── Selected text

The Perl Toolchain Summit needs more sponsors. If your company depends on Perl, please support this very important event.

_as_list

    A utility function that treat the argument as a array ref.

    Parameters
    ----------
    obj : object

    Returns
    -------
    If `obj` is a array ref, return it. Otherwise, return `[obj]` as a single-element array.

DESCRIPTION

    The base class of a modules. A module represents a computation component. The design
    purpose of a module is that it abstract a computation "machine", that one can run forward,
    backward, update parameters, etc. We aim to make the APIs easy to use, especially in the
    case when we need to use imperative API to work with multiple modules (e.g. stochastic
    depth network).

    A module has several states:

    - Initial state. Memory is not allocated yet, not ready for computation yet.
    - Binded. Shapes for inputs, outputs, and parameters are all known, memory allocated,
      ready for computation.
    - Parameter initialized. For modules with parameters, doing computation before initializing
      the parameters might result in undefined outputs.
    - Optimizer installed. An optimizer can be installed to a module. After this, the parameters
      of the module can be updated according to the optimizer after gradients are computed
      (forward-backward).

    In order for a module to interact with others, a module should be able to report the
    following information in its raw stage (before binded)

    - `data_names`: list of string indicating the names of required data.
    - `output_names`: list of string indicating the names of required outputs.

    And also the following richer information after binded:

    - state information
        - `binded`: `bool`, indicating whether the memory buffers needed for computation
          has been allocated.
        - `for_training`: whether the module is binded for training (if binded).
        - `params_initialized`: `bool`, indicating whether the parameters of this modules
          has been initialized.
        - `optimizer_initialized`: 'bool`, indicating whether an optimizer is defined
          and initialized.
        - `inputs_need_grad`: `bool`, indicating whether gradients with respect to the
          input data is needed. Might be useful when implementing composition of modules.

────
── Given information

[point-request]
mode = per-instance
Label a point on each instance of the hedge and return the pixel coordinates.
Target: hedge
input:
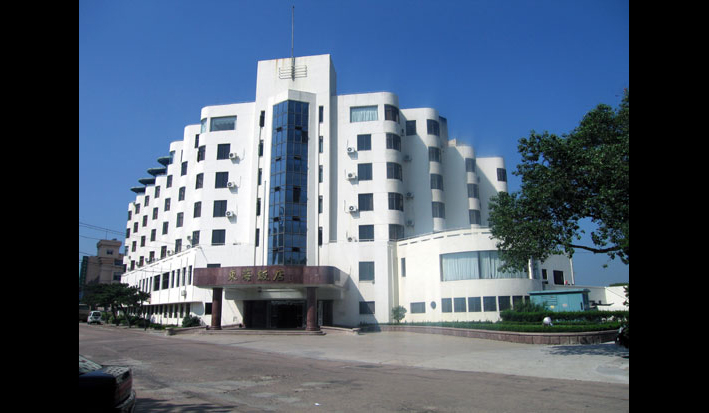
(575, 317)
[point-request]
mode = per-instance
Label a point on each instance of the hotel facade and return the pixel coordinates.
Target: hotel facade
(308, 208)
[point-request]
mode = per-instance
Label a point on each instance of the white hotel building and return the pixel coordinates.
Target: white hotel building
(307, 208)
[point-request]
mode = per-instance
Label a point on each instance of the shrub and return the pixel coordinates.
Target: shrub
(191, 321)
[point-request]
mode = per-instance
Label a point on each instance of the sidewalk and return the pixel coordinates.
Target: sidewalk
(595, 362)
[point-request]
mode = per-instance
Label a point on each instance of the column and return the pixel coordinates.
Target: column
(312, 306)
(216, 309)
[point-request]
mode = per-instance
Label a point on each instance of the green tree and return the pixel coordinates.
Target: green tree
(116, 297)
(567, 180)
(398, 313)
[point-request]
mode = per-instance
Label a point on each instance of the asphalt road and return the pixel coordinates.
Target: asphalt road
(174, 374)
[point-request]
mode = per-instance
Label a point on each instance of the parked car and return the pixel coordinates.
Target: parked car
(105, 388)
(94, 317)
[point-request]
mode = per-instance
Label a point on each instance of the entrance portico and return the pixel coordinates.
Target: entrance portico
(277, 296)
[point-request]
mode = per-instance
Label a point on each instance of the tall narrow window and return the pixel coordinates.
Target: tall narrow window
(432, 127)
(288, 201)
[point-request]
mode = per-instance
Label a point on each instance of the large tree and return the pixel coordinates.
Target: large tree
(566, 181)
(117, 297)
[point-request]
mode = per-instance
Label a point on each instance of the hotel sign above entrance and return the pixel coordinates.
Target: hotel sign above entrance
(272, 274)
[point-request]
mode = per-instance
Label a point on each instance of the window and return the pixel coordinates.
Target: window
(221, 179)
(222, 123)
(366, 271)
(469, 165)
(489, 304)
(391, 113)
(394, 141)
(410, 127)
(366, 307)
(473, 265)
(394, 171)
(474, 305)
(219, 209)
(504, 302)
(459, 305)
(432, 127)
(446, 305)
(364, 171)
(364, 142)
(223, 150)
(366, 202)
(437, 181)
(363, 114)
(396, 232)
(434, 154)
(396, 201)
(474, 216)
(439, 209)
(558, 277)
(473, 191)
(287, 215)
(418, 308)
(218, 237)
(366, 232)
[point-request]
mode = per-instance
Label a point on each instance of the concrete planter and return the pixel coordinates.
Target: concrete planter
(588, 337)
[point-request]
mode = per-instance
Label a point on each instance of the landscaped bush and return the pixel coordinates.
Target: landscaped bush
(191, 321)
(571, 317)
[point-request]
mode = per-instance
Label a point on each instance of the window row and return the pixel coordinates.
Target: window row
(366, 201)
(394, 171)
(220, 123)
(166, 280)
(470, 304)
(364, 142)
(366, 232)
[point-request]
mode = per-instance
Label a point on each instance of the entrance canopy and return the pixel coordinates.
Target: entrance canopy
(272, 275)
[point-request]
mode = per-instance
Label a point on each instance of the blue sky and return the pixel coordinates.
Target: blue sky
(495, 69)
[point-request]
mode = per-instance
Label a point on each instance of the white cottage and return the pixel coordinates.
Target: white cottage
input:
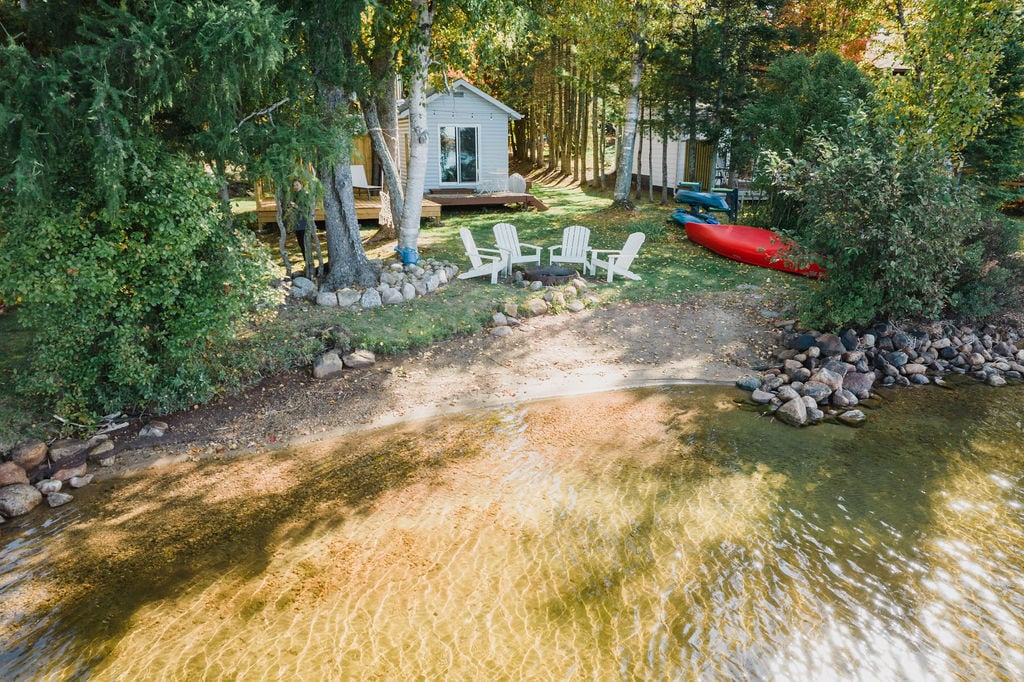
(468, 148)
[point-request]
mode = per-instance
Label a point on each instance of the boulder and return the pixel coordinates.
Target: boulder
(18, 499)
(793, 413)
(859, 384)
(11, 473)
(360, 358)
(749, 382)
(30, 454)
(327, 366)
(348, 297)
(852, 418)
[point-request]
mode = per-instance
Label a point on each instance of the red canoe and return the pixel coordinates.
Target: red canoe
(750, 245)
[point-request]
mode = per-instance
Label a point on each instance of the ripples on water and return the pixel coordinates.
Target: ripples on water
(648, 535)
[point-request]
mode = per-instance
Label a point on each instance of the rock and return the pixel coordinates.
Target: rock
(793, 413)
(828, 377)
(391, 296)
(101, 448)
(852, 418)
(348, 297)
(749, 382)
(18, 499)
(11, 473)
(328, 299)
(30, 454)
(859, 384)
(328, 366)
(786, 393)
(57, 499)
(898, 358)
(537, 306)
(80, 481)
(70, 472)
(48, 485)
(817, 390)
(359, 358)
(371, 299)
(65, 451)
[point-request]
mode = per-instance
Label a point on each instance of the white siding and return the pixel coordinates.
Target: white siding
(677, 160)
(493, 138)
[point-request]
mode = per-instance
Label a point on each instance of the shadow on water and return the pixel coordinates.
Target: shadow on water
(849, 508)
(665, 533)
(145, 545)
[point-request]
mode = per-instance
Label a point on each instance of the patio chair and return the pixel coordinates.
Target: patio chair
(482, 263)
(507, 239)
(359, 180)
(573, 249)
(617, 261)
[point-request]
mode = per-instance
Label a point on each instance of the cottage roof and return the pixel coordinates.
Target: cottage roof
(463, 84)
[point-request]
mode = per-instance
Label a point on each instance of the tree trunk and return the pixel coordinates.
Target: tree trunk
(347, 259)
(409, 231)
(624, 167)
(384, 135)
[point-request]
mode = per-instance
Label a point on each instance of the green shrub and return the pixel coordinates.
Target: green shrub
(899, 236)
(133, 308)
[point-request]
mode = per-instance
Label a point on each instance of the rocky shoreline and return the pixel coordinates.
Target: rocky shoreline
(819, 376)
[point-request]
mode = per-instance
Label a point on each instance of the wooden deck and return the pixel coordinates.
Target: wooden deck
(487, 199)
(366, 209)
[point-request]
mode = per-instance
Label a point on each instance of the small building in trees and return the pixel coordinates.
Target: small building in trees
(468, 150)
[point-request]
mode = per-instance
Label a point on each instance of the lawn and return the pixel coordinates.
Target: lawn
(672, 268)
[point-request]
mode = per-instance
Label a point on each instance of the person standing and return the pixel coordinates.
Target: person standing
(299, 219)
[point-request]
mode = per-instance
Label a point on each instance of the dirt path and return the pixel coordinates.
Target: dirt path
(712, 339)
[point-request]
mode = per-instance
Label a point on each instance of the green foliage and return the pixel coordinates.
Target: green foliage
(133, 308)
(802, 96)
(899, 236)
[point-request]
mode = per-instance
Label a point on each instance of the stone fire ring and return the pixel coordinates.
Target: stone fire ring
(550, 274)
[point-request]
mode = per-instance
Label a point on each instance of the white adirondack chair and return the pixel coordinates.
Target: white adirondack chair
(507, 239)
(573, 249)
(491, 262)
(617, 261)
(359, 180)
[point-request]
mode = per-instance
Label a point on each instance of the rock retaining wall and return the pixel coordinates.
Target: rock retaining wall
(818, 376)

────

Exercise requirements:
- A) According to the module documentation, why should a module's parameters be initialized before it performs any computation? Answer in one to three sentences.
- B) Resume the module documentation from the point where it stops.

Per-task answers:
- A) For modules that have parameters, running a computation before the parameters are initialized might produce undefined outputs.

- B)
    - input/output information
        - `data_shapes`: a list of `(name, shape)`. In theory, since the memory is allocated,
          we could directly provide the data arrays. But in the case of data parallelization,
          the data arrays might not be of the same shape as viewed from the external world.
        - `label_shapes`: a list of `(name, shape)`. This might be `[]` if the module does
          not need labels (e.g. it does not contains a loss function at the top), or a module
          is not binded for training.
        - `output_shapes`: a list of `(name, shape)` for outputs of the module.

    - parameters (for modules with parameters)
        - `get_params()`: return a tuple `(arg_params, aux_params)`. Each of those
          is a dictionary of name to `NDArray` mapping. Those `NDArray` always lives on
          CPU. The actual parameters used for computing might live on other devices (GPUs),
          this function will retrieve (a copy of) the latest parameters. Therefore, modifying
        - `set_params(arg_params, aux_params)`: assign parameters to the devices
          doing the computation.
        - `init_params(...)`: a more flexible interface to assign or initialize the parameters.

    - setup
        - `bind()`: prepare environment for computation.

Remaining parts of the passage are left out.